EXTRACTO DE PÁGINA:
#####

Frente a la tiranía de su esposo, a la ira de un padre que niega la luz a sus hijos,  Gaïa madura su venganza entregando a  Cronos (Saturno) una guadaña forjada en acero blanco que con terrible propósito venía preparando y afilando hacía tiempo, y insta sus hijos oprimidos en su vientre a la rebelión contra este padre que tampoco honra su papel como tal, escribe Hesíodo.

Cronos, el valiente guerrero del Tiempo promete a Gaia que la vengará. Cuando Urano se aproxima a la esposa para fecundarla nuevamente, Cronos se arroja sobre su padre. lucha con él y lo vence. Urano sangra y se retuerce. Un grito de dolor resuena en todo el mundo.

Los genitales de Urano vuelan por el espacio. La sangre corre sobre la tierra y sobre las aguas. En el mar los órganos con el semen expelido forman una espuma blanquísima de la cual surge Afrodita (Venus), diosa de la belleza femenina y el amor.

#####

OBJETIVO DEL EJERCICIO: Por favor, resume en forma de lista el párrafo del extracto que comienza con «Cronos, el valiente guerrero del Tiempo» y conserva sus hechos principales.

#####

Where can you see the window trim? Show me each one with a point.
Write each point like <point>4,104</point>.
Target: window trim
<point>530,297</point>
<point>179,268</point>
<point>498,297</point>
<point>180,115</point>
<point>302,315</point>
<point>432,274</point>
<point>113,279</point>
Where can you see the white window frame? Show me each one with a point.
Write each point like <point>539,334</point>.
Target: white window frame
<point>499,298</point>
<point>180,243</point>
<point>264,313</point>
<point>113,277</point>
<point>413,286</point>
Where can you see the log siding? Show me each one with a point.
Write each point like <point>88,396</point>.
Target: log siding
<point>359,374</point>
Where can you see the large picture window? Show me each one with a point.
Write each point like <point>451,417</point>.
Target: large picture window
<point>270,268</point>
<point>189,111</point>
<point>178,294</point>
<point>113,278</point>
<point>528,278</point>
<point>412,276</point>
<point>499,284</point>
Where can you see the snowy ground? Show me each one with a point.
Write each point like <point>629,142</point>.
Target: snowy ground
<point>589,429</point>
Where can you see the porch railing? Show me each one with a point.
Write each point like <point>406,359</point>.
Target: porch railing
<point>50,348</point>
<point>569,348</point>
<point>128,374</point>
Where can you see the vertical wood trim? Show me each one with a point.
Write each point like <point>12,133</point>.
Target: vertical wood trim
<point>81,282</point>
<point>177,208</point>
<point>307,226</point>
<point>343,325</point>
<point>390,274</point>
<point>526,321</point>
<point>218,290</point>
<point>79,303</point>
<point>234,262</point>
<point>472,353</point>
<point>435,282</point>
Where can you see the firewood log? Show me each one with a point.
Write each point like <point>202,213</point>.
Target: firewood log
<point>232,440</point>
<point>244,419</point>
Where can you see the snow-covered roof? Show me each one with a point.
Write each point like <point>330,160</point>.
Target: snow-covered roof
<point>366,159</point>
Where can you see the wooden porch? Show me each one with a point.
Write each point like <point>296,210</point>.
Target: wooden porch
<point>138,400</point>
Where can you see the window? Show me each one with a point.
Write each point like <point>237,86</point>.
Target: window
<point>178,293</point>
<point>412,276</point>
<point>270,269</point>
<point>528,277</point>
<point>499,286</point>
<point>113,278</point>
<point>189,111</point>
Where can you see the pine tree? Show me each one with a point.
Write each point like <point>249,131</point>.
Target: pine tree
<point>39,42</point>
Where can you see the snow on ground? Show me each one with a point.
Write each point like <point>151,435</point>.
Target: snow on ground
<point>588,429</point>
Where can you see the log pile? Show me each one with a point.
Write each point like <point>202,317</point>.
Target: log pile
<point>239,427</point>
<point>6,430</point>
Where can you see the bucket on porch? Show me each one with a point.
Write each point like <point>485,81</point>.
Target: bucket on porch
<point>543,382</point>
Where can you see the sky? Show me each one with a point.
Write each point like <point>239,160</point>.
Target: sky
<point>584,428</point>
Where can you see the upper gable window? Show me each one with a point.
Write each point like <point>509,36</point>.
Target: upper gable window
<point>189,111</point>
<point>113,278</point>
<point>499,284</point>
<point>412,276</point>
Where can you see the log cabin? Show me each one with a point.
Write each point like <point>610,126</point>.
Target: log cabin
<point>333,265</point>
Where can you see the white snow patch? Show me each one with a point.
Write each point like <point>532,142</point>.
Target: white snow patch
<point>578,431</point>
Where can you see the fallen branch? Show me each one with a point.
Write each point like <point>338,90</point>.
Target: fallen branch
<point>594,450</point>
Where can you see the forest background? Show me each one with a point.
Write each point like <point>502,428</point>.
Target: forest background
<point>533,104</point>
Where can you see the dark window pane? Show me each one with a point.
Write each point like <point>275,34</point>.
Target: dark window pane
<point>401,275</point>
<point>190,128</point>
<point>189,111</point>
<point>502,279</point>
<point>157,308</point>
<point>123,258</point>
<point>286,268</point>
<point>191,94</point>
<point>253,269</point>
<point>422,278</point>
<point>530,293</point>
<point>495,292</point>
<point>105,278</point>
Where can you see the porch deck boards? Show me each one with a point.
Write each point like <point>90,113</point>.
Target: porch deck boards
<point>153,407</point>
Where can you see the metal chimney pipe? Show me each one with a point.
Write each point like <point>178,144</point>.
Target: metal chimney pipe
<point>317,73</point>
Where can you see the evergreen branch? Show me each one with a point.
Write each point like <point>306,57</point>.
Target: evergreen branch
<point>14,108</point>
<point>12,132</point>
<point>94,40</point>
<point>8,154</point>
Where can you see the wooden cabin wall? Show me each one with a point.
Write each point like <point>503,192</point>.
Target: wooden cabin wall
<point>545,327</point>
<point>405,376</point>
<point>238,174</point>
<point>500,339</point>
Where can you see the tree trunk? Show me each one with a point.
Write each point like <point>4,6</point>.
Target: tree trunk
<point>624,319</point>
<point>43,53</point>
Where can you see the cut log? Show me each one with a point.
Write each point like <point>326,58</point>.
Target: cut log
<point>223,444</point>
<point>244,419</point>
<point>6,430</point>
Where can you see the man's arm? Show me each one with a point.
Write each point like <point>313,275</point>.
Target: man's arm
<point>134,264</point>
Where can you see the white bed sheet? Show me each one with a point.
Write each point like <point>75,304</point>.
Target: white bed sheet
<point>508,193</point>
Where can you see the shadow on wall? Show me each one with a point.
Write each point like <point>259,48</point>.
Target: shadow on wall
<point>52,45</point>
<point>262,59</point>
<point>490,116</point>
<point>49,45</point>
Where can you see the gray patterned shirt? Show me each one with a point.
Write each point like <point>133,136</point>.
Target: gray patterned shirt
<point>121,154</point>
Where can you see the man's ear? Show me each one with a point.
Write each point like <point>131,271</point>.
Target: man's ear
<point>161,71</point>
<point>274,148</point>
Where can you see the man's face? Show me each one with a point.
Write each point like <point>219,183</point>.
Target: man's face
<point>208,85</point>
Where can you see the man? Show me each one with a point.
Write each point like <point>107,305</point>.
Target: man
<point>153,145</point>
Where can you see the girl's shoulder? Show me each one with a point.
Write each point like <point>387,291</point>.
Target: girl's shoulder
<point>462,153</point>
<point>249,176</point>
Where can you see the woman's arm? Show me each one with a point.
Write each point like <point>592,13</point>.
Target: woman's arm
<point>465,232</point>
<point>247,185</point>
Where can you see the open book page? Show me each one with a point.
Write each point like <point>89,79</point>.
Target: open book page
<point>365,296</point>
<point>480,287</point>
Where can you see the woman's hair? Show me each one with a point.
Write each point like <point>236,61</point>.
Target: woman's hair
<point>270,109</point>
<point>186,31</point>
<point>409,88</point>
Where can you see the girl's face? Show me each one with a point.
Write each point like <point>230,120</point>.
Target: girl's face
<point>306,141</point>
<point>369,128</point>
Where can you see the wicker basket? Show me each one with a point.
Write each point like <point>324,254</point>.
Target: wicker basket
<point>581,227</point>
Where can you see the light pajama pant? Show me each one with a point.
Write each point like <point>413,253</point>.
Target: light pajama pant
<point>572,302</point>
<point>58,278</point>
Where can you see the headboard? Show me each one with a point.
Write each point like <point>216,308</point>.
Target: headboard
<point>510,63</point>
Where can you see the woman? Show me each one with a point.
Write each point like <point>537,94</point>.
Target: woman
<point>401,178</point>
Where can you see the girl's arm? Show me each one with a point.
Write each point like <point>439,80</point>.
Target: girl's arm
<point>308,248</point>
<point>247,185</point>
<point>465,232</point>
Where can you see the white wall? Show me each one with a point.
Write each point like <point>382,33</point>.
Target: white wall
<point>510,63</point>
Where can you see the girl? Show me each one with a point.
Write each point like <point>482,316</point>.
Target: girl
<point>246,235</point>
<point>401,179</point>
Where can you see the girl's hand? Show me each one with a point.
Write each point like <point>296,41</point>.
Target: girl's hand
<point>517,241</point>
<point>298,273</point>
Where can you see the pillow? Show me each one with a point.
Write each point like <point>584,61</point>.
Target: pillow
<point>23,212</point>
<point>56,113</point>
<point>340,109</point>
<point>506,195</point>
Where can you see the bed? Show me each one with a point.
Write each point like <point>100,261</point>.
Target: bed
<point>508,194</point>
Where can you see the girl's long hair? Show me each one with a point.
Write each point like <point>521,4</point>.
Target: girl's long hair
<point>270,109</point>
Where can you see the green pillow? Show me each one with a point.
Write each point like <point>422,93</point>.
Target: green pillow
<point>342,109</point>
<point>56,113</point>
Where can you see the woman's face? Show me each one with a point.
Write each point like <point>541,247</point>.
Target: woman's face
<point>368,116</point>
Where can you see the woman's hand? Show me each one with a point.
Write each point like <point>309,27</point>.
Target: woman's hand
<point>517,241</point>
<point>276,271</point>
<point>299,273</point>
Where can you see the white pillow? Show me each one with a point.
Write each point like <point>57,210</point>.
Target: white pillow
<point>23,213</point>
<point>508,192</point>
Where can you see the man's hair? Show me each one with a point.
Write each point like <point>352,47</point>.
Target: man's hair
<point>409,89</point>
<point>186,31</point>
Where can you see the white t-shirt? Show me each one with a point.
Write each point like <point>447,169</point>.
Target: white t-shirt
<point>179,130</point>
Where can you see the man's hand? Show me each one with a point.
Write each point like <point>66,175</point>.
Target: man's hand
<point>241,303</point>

#####

SOLUCIÓN DEL PROBLEMA:
- Cronos promete a Gaia que la vengará.
- Cuando Urano se acerca a su esposa para fecundarla de nuevo, Cronos se lanza sobre él, lucha y lo vence.
- Urano sangra y se retuerce, y su grito de dolor resuena en todo el mundo.